Four discourses is a concept developed by French psychoanalyst Jacques Lacan. He argued that there were four fundamental types of discourse. He defined four discourses, which he called Master, University, Hysteric and Analyst, and suggested that these relate dynamically to one another.

Lacan's theory of the four discourses was initially developed in 1969, perhaps in response to the events of social unrest during May 1968 in France, but also through his discovery of what he believed were deficiencies in the orthodox reading of the Oedipus complex. The four discourses theory is presented in his seminar L'envers de la psychanalyse and in Radiophonie, where he starts using "discourse" as a social bond founded in intersubjectivity. (Note: The original presentation of Lacan's theory is in his Seminar XVII (English translation; New York: Norton, 2007) As Dylan Evans asserts, Lacan uses the term discourse "to stress the transindividual nature of language, the fact that speech always implies another subject, an interlocutor."

==Necessity of formalising psychoanalysis==

Prior to the development of the four discourses, the primary guideline for clinical psychoanalysis was Freud's Oedipus complex. In Lacan's Seminar of 1969–70, Lacan argues that the terrifying Oedipal father that Freud invoked was already castrated at the point of intervention. The castration was symbolic rather than physical. In an effort to stem analysts' tendency to project their own imaginary readings and neurotic fantasies onto psychoanalysis, Lacan worked to formalise psychoanalytic theory with mathematical functions with renewed focus on the semiology of Ferdinand de Saussure. This would ensure only a minimum of teaching is lost when communicated and also provide the conceptual architecture to limit the associations of the analyst.

==Structure==

Discourse, in the first place, refers to a point where speech and language intersect. The four discourses represent the four possible formulations of the symbolic network which social bonds can take and can be expressed as the permutations of a four-term configuration showing the relative positions—the agent, the other, the product and the truth—of four terms, the subject, the master signifier, knowledge and objet petit a.

===Positions===

Agent (upper left), the speaker of the discourse.

Other (upper right), what the discourse is addressed to.

Product (lower right), what the discourse has created.

Truth (lower left), what the discourse attempted to express.

===Variables===

S_{1}: the dominant, ordering and sense giving signifier of a discourse as it is received by the group, community or culture. S_{1} refers to "the marked circle of the field of the Other," it is the Master-Signifier. S_{1} comes into play in a signifying battery conforming the network of knowledge.

S_{2}: what is ordered by or set in motion by S_{1}. It is knowledge, the existing body of knowledge, the knowledge of the time.

Photo-based referring expression data
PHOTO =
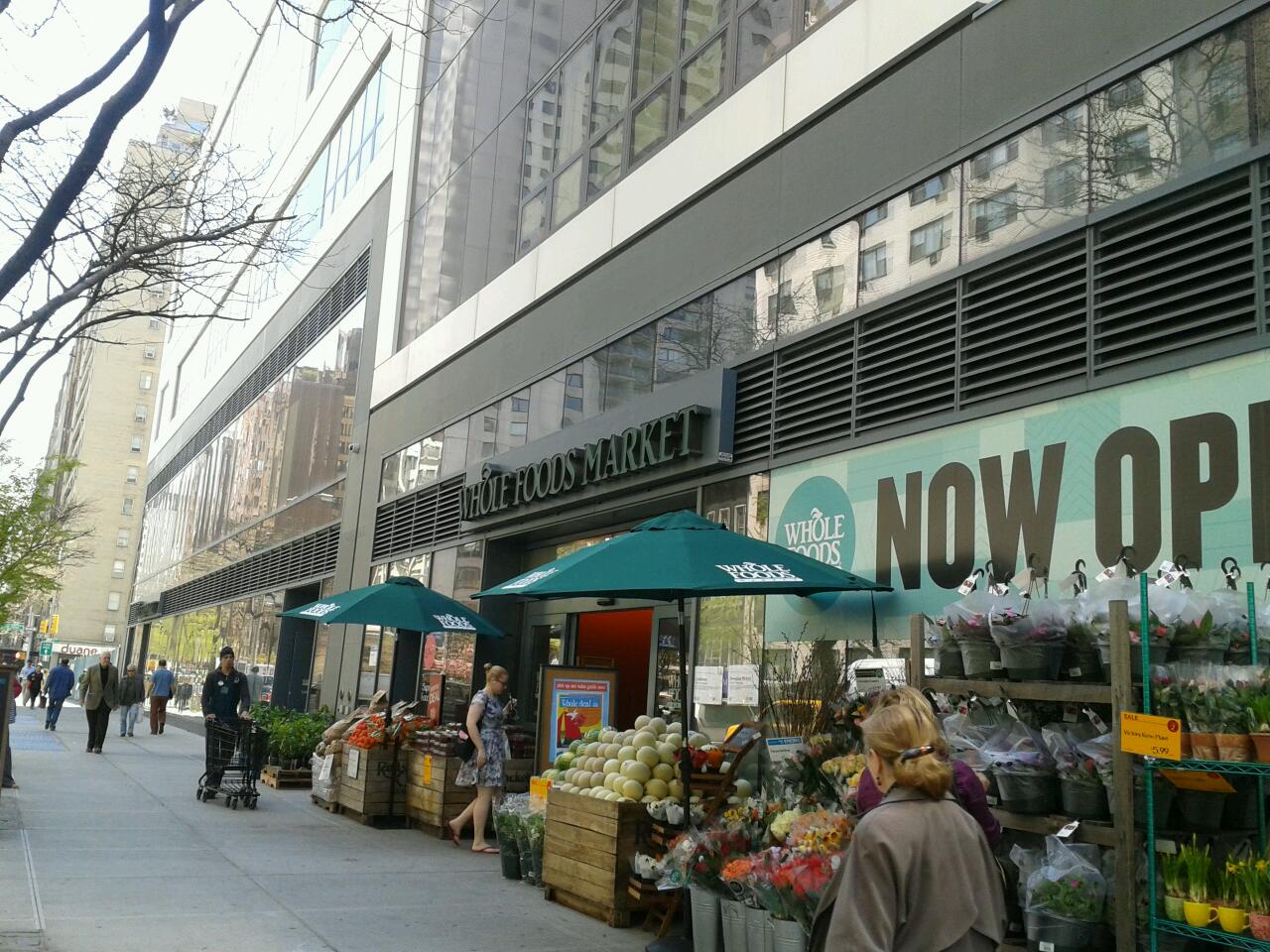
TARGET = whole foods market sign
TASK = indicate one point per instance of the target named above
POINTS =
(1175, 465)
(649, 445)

...

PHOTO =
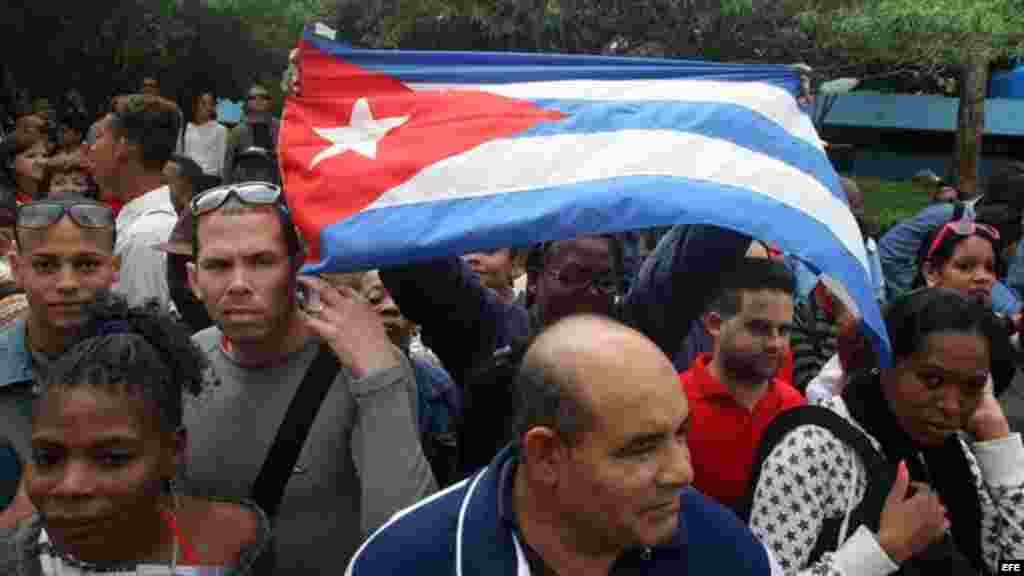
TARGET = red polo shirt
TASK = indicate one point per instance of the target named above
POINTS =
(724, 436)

• **EXERCISE**
Decide whether each statement agrees with the text above on Lacan's four discourses. Answer yes or no, and quote the words of the text that decide it. 1. Lacan first developed his theory of the four discourses in 1969. 2. The castration of the Oedipal father was physical. 3. The Product position sits in the upper right.

• **OUTPUT OF THE TASK**
1. Yes: "Lacan's theory of the four discourses was initially developed in 1969"
2. No: "The castration was symbolic rather than physical."
3. No: "Product (lower right), what the discourse has created."